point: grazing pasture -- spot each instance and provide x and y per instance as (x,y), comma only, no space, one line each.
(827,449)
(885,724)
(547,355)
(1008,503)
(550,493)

-=-=-=-=-

- _Your goal_
Quote all the entries above word for word, keeping every line as it appears.

- _Answer_
point: grazing pasture -- spot each instance and provide x and y per instance as (x,y), comma only, no space, one line each.
(827,449)
(885,724)
(547,355)
(1008,503)
(550,493)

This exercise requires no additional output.